:: PROVIDED MATERIAL ::
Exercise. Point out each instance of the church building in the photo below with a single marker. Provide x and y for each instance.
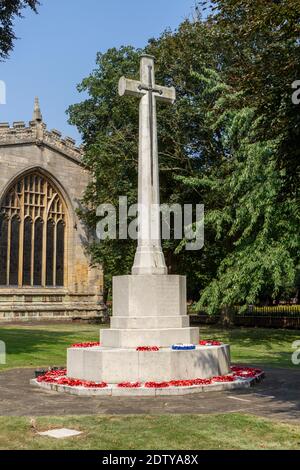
(45, 272)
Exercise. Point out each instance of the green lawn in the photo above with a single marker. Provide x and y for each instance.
(230, 431)
(40, 345)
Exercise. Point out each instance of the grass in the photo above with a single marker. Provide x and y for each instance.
(45, 345)
(230, 431)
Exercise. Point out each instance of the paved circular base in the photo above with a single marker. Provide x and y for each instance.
(114, 390)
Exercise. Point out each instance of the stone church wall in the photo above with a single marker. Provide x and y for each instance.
(24, 149)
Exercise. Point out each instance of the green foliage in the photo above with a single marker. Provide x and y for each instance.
(231, 141)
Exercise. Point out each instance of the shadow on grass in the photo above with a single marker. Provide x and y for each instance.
(26, 347)
(257, 345)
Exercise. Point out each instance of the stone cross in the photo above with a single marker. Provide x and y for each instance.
(149, 258)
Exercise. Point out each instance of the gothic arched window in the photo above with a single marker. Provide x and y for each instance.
(32, 234)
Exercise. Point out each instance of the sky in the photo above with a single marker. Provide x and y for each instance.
(57, 48)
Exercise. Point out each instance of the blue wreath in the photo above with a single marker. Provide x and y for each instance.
(183, 347)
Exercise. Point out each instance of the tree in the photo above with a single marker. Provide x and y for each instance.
(109, 126)
(257, 182)
(8, 10)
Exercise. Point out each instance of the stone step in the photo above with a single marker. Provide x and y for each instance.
(122, 365)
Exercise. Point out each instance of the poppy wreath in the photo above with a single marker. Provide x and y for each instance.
(59, 377)
(246, 372)
(129, 385)
(183, 347)
(210, 342)
(85, 345)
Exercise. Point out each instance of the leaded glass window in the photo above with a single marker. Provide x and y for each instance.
(32, 234)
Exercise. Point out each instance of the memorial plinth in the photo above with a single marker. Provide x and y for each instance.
(149, 306)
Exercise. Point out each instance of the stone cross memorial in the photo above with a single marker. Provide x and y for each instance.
(149, 257)
(149, 306)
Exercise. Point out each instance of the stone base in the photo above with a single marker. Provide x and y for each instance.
(161, 337)
(113, 366)
(115, 391)
(149, 310)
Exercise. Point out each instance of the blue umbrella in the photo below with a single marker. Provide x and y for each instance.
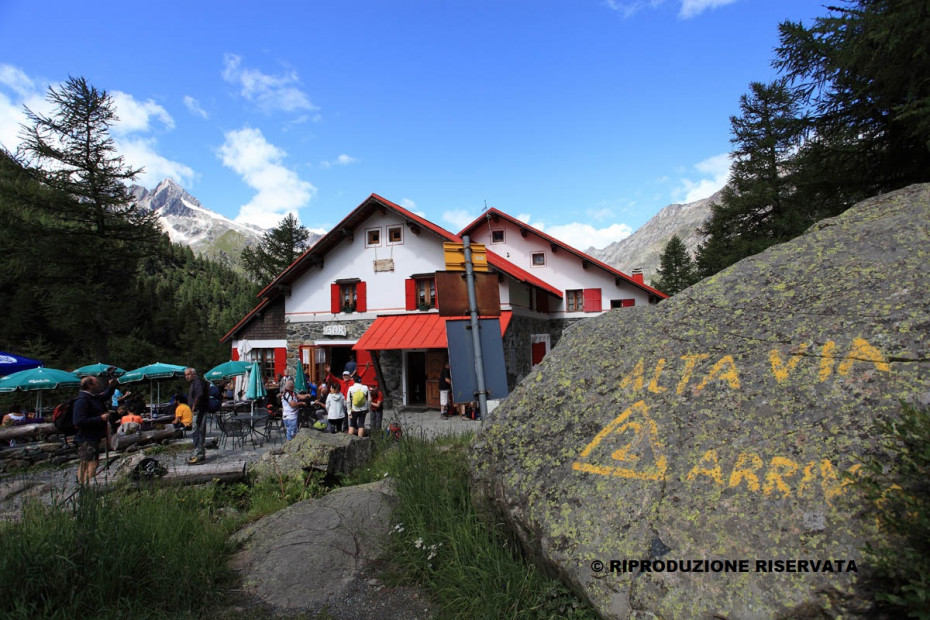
(97, 370)
(227, 370)
(38, 379)
(256, 387)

:: YOUR TASK ::
Images do not belong in the copy; reproduce all other parts of the records above verbatim.

:: REPLY ::
Exercise. Point out each instance of the church building in the photo below with a single marker. Provide x and y for each instance.
(45, 272)
Exercise. Point out each instance of the green lawn in the photo above with a single marker. Provide x and y for each instance.
(230, 431)
(40, 345)
Exercise. Point out each instance of the grass in the photo above with a single marker. Provide x and y for each instance.
(45, 345)
(230, 431)
Exercise. Point out each instance of the paved circular base in the photo above with a single marker. Provide x and y for each instance.
(114, 390)
Exercise. Point out each instance of the stone church wall in the photo above with a single marker. Provide x and y for each instance.
(24, 149)
Exercise. Point out each instance of the green foliage in the photo above with a single marker. Provide x and y for each instance.
(231, 141)
Exercise. Point out each instance of the shadow on grass in the photo above with a single marker. Provide x and y for each instance.
(26, 347)
(257, 345)
Exercise. Point out each instance of the stone cross in the photo above with a single marker. Provide x and y for each instance.
(149, 258)
Exercise. Point out each instance of the gothic arched window in the photo above with a single marker. Provide x and y for each instance.
(32, 234)
Exercise. Point out each instance of the sky in the photo above with a single marker. Provide x and y for each instance.
(57, 48)
Exercise. Point out each instance of the blue wreath in the photo above with a single marker. Provide x and y for each instance.
(183, 347)
Exercise. Point out each instance of the tree in the photo above with a single marker. Provide x and y for each instance.
(109, 126)
(257, 182)
(8, 10)
Exercise. Point out each instance of the stone step in the photo above with a single marker. Provide x and y for each instance.
(122, 365)
Exercise. Point out each instance of the poppy wreath in the photo above with a single marker. Provide x and y for each instance.
(59, 377)
(246, 372)
(129, 385)
(183, 347)
(210, 342)
(85, 345)
Exercise. Point out each instance of the leaded glass window in the photo above with a single marker. Provide x and y for each instance.
(32, 234)
Exercise. Point out each instance of the memorial plinth in the photo above with a single marker. Provide x and y for each instance.
(149, 306)
Exercise. Point out each instance of the stone cross memorial in the photo above with a single marker. Provide x and y for each instance.
(149, 257)
(149, 306)
Exercise. Point out each instance of the stone base in the photo above with a single marker. Provide x and y for each instance.
(161, 337)
(113, 366)
(115, 391)
(149, 310)
Exercise. Point out each instance of the blue umbrella in the photo below with a single marker. Provide x and y for each instance.
(97, 370)
(227, 370)
(38, 379)
(256, 387)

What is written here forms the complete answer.